**GOALS:**
1 > Rewrite the paragraph of the passage on Laozi and the DDJ that begins "Mawangdui is the name" as a short bulleted list that keeps its main facts.
2 > In the passage on Laozi and the DDJ, when were the archaeological finds at Guodian made?

**READING TEXT:**
Begin
In addition to the ways in which Laozi’s teachings in the Zhuangzi sound like those of the DDJ, we should also note that both of the very early classical works known as the Hanfeizi and the Huainanzi contain passages that are direct quotes or unmistakable allusions to teachings in the DDJ and attribute them to Lao Dan or Laozi by name.  Tae Hyun Kim has made a study of these passages in Hanfeizi and the recent English translation of Huainanzi by John Major and others makes it easy to locate these citations (for example, see Huainanzi, 11.3).  All of these connections culminate in Sima Qian’s biography of Laozi (see below) which not only says that Laozi was the author of the DDJ, but explains that it was a written text of Laozi’s teachings given when he departed China to go to the West.  So, by the 1st Cent. B.C.E., it was accepted by tradition and lore that Laozi was the author of the DDJ.

However, the attribution of authorship of the DDJ to Laozi is much more complicated than it first appears.  The DDJ has 81 chapters and about 5,000 Chinese characters, depending on which text is used. Its two major divisions are the dao jing (chs. 1-37) and the de jing (chs. 38-81). But actually, this division probably rests on nothing other than the fact that the principal concept opening Chapter 1 is dao (way) and that of Chapter 38 is de (virtue). Moreover, although the text has been studied by commentators in Chinese history for centuries, the general reverence shown to it, and the long standing tradition that it was the work of the great philosopher Laozi, were two factors militating against any critical literary analysis of its structure. What we know now is that in spite of the view that the text had a single author named Laozi, it is clear to textual critics that the work is a collection of smaller passages edited into sections and not the work of a single hand. Most of these probably circulated orally, perhaps as single teachings or in small collections. Later they were gathered and arranged by an editor.

The internal structure of the DDJ is only one ground for the denial of a single author for the text.  The fact that we also now know there were multiple versions of the DDJ, even as early as 300 B.C.E., also suggests that it is unlikely that a single author wrote just one book that we now know as the DDJ.  Consider that for almost 2,000 years the Chinese text used by commentators in China and upon which all except the most recent Western language translations were based has been called the Wang Bi, after the commentator who made a complete edition of the DDJ sometime between 226-249 C.E. Although Wang Bi was not a Daoist, the commentary he wrote after collecting and editing the text became a standard interpretive guide, and generally speaking even today scholars depart from his arrangement of the actual text only when they can make a compelling argument for doing so. However, based on recent archaeological finds at Guodian in 1993 and Mawangdui in the 1970s we have no doubt that there were several simultaneously circulating versions of the DDJ text that pre-dated Wang Bi’s compilation of what we now call the “received text.”

Mawangdui is the name for a site of tombs discovered near Changsha in Hunan province. The Mawangdui discoveries include two incomplete editions of the DDJ on silk scrolls (boshu) now simply called “A” and “B.” These versions have two principal differences from the Wang Bi. Some word choice divergencies are present. The order of the chapters is reversed, with 38-81 in the Wang Bi coming before chapters 1-37 in the Mawangdui versions. More precisely, the order of the Mawangdui texts takes the traditional 81 chapters and sets them out like this: 38, 39, 40, 42-66, 80, 81, 67-79, 1-21, 24, 22, 23, 25-37. Robert Henricks has published a translation of these texts with extensive notes and comparisons with the Wang Bi under the title Lao-Tzu, Te-tao Ching.
End
**PROVIDED MATERIAL:**
Begin
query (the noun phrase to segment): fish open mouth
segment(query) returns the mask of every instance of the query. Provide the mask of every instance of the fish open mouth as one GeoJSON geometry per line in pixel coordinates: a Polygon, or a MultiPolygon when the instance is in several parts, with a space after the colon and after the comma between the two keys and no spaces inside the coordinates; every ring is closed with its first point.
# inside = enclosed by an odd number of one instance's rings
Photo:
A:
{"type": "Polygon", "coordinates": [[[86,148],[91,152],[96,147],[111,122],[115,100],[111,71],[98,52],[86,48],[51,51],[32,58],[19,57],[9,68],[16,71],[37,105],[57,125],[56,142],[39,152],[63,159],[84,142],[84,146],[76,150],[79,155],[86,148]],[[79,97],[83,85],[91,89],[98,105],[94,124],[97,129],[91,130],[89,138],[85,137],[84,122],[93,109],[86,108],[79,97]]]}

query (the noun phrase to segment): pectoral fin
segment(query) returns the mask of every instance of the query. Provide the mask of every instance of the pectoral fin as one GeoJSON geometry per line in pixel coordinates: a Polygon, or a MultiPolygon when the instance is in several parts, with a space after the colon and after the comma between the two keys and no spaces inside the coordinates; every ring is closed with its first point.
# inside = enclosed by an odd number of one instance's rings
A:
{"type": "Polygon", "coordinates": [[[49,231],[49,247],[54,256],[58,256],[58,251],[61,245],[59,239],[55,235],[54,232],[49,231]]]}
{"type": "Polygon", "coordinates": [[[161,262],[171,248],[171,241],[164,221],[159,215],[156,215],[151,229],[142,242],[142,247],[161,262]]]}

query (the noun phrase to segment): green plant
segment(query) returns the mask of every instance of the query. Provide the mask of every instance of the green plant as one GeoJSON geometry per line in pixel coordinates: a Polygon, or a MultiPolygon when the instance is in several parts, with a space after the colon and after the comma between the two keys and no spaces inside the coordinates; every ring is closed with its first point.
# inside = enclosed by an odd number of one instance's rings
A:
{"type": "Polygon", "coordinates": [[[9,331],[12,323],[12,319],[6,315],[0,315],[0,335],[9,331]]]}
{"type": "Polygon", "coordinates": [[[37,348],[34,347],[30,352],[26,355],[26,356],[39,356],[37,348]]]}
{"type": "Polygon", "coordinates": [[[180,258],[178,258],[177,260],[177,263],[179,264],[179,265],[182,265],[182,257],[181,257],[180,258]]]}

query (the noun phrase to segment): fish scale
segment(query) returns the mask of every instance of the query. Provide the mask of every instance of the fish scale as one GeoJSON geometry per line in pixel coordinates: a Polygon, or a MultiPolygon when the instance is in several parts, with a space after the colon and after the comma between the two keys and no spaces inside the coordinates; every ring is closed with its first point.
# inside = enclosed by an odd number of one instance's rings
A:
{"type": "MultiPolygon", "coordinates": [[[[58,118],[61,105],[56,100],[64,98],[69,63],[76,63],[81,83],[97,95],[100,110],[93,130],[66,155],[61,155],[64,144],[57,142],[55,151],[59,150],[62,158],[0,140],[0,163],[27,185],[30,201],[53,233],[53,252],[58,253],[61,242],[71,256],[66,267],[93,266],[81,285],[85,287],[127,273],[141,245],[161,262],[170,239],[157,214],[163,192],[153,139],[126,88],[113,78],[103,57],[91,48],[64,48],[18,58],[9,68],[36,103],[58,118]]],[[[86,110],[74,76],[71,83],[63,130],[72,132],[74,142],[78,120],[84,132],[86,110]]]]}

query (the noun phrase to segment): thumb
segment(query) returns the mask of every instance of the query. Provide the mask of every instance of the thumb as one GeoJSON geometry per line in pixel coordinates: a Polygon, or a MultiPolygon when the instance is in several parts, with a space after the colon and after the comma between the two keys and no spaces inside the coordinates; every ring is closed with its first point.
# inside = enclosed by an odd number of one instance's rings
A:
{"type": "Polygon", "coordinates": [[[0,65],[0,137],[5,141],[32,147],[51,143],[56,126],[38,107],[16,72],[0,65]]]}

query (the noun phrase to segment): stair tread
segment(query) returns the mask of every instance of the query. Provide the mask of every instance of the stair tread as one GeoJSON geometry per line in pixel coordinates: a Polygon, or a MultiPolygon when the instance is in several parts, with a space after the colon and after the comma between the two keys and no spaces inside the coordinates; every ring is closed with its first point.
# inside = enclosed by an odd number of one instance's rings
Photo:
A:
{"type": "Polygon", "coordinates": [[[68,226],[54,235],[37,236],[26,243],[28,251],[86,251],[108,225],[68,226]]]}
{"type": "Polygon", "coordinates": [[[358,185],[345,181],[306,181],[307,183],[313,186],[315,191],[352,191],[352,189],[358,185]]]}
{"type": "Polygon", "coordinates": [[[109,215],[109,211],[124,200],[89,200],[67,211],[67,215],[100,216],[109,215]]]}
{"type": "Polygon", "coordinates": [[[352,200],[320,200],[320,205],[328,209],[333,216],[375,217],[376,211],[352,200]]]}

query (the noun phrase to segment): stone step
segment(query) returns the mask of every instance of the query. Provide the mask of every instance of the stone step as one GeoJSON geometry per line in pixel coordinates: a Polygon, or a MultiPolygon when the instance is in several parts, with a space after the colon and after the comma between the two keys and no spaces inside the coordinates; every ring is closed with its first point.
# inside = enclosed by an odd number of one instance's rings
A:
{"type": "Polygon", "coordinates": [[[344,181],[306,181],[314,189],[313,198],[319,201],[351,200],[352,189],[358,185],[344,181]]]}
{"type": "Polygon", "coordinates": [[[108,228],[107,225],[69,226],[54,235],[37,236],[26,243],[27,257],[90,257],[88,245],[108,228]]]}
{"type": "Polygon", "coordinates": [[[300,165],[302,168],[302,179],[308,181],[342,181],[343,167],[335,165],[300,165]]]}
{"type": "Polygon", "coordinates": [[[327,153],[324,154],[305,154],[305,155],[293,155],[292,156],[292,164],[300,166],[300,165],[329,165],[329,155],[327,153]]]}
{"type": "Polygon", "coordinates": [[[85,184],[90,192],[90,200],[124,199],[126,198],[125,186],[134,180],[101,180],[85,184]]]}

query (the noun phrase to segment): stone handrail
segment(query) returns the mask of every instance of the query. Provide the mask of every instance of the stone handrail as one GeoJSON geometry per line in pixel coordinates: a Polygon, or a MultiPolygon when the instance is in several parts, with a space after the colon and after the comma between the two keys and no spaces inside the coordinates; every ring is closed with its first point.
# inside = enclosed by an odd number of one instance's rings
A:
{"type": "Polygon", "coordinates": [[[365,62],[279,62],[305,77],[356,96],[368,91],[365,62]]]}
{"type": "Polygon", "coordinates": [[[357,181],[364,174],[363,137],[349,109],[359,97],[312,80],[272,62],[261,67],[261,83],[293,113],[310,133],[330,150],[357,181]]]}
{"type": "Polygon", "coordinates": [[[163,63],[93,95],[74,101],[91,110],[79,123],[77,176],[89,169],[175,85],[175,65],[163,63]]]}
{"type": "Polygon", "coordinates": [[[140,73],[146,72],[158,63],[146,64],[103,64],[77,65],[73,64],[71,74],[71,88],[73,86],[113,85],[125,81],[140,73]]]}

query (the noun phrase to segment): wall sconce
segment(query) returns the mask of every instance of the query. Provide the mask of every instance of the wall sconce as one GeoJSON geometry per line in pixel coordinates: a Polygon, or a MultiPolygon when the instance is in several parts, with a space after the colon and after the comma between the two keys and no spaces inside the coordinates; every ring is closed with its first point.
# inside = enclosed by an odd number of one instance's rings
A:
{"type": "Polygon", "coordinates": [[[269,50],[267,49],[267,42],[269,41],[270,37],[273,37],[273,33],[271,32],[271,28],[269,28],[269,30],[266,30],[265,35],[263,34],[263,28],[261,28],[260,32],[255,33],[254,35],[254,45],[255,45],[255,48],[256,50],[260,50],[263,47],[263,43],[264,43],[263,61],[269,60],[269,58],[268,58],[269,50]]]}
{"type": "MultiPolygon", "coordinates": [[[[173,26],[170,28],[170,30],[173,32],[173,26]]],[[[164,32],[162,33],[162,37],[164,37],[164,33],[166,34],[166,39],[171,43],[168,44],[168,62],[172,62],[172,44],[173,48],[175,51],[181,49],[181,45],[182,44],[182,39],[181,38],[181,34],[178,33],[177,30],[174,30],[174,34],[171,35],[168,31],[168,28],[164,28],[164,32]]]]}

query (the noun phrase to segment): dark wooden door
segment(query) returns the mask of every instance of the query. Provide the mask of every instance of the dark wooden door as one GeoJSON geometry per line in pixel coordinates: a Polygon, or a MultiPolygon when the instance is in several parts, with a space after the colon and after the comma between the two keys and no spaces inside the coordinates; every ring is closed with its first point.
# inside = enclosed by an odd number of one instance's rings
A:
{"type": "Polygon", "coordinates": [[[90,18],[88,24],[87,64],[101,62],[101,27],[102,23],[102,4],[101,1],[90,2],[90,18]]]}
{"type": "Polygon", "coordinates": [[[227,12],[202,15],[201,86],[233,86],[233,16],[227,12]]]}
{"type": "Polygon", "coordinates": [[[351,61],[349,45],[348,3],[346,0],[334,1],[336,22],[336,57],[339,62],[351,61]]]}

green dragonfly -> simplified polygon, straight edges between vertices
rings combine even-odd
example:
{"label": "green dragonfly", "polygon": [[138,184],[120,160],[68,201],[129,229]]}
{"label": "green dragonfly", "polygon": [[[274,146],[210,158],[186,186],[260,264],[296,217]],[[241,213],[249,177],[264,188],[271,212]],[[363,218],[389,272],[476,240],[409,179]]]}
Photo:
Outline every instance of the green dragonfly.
End
**RESPONSES BY TASK:**
1 >
- Mawangdui is a site of tombs near Changsha in Hunan province.
- Finds there include two incomplete editions of the DDJ on silk scrolls (boshu), called "A" and "B."
- They differ from the Wang Bi in some word choices and in chapter order: chapters 38-81 come before chapters 1-37.
- Their full order is 38, 39, 40, 42-66, 80, 81, 67-79, 1-21, 24, 22, 23, 25-37.
- Robert Henricks translated these texts, with extensive notes and comparisons with the Wang Bi, as Lao-Tzu, Te-tao Ching.

2 > In 1993.